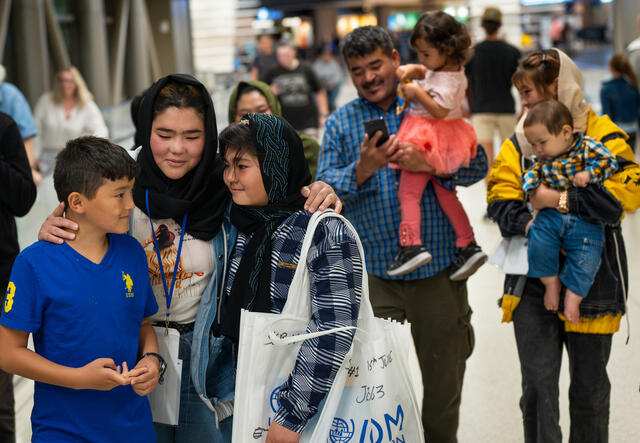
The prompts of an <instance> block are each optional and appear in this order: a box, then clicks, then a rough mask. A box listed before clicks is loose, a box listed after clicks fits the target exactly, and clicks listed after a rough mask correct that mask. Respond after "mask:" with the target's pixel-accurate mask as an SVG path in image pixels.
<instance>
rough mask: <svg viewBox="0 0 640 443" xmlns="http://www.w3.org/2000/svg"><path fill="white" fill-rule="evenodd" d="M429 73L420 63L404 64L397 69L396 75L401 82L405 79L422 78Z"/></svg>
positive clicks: (419, 78) (420, 79)
mask: <svg viewBox="0 0 640 443" xmlns="http://www.w3.org/2000/svg"><path fill="white" fill-rule="evenodd" d="M425 75H427V68H426V67H424V66H423V65H419V64H411V65H402V66H398V68H397V69H396V77H397V78H398V80H399V81H400V82H404V81H405V80H413V79H418V80H421V79H423V78H424V77H425Z"/></svg>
----------
**The task**: Format every line of the material above as a numbered list, leaving out blank lines and the pictures.

**Completed task**:
1. The prompts of an <instance> block are each optional and appear in this order: a box, then clicks, then a rough mask. A box listed before clicks is loose, a box listed after clicks fits the target exactly, and clicks listed after a rough mask correct that mask. Respond after "mask:" with the target's pixel-accurate mask as an SVG path in image pixels.
2. <instance>
3. rough mask: <svg viewBox="0 0 640 443" xmlns="http://www.w3.org/2000/svg"><path fill="white" fill-rule="evenodd" d="M429 73L420 63L404 64L397 69L396 75L401 82L405 79L422 78Z"/></svg>
4. positive clicks: (419, 78) (420, 79)
5. mask: <svg viewBox="0 0 640 443" xmlns="http://www.w3.org/2000/svg"><path fill="white" fill-rule="evenodd" d="M425 75H427V68H426V67H424V66H423V65H419V64H411V65H402V66H398V68H397V69H396V77H397V78H398V80H399V81H400V82H404V81H405V80H413V79H418V80H421V79H423V78H424V77H425Z"/></svg>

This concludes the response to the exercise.